→ About this exercise
Beginning with the line that has "Target: black tuxedo jacket", reproduce each remaining line of the data exactly, down to and including the last.

Start of Exercise materials

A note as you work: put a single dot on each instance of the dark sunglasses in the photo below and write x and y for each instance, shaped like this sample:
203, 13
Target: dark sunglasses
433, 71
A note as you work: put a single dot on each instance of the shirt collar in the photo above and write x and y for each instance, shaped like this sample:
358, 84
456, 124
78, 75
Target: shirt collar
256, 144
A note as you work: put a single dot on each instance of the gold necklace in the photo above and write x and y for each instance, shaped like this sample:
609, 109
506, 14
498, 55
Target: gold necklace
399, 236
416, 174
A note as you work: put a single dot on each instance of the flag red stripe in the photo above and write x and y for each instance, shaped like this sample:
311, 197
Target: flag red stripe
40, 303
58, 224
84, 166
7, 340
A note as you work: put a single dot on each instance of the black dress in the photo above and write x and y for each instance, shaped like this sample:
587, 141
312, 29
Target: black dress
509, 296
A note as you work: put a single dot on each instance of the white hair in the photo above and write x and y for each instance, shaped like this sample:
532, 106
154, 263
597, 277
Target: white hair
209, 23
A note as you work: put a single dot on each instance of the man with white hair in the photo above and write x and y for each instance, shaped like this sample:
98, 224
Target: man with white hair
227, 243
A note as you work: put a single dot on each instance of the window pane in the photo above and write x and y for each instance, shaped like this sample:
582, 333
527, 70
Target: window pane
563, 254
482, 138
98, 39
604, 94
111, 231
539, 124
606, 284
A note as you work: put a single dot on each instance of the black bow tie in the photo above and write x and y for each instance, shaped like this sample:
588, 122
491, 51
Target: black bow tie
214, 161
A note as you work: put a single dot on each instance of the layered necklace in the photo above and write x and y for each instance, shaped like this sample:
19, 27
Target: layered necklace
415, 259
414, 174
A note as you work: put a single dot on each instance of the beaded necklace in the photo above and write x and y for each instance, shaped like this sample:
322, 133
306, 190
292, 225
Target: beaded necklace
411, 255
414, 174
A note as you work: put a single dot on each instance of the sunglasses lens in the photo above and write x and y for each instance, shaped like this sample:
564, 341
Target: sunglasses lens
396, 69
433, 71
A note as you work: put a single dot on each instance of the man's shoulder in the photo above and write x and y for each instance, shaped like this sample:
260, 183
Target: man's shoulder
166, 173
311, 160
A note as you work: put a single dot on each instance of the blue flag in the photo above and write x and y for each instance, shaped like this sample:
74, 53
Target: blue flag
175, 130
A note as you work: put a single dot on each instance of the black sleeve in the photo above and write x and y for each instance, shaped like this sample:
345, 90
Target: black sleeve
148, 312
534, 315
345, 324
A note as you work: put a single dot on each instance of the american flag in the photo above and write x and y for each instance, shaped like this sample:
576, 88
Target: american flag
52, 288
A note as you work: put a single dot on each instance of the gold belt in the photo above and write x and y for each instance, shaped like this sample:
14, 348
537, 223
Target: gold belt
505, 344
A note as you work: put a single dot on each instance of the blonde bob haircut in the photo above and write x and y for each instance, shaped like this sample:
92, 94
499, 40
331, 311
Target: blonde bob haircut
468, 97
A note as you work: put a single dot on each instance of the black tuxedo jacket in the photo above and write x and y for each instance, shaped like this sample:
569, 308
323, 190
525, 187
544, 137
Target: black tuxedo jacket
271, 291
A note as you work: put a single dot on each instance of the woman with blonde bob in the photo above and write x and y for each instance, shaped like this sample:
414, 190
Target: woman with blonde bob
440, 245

End of Exercise materials

→ Finished exercise
Target: black tuxedo jacket
271, 291
A note as you work: put a single dot on each instance of the woman with blonde bob in the photo above and write x and y for each instance, shaped like this sample:
414, 190
Target: woman with blonde bob
440, 245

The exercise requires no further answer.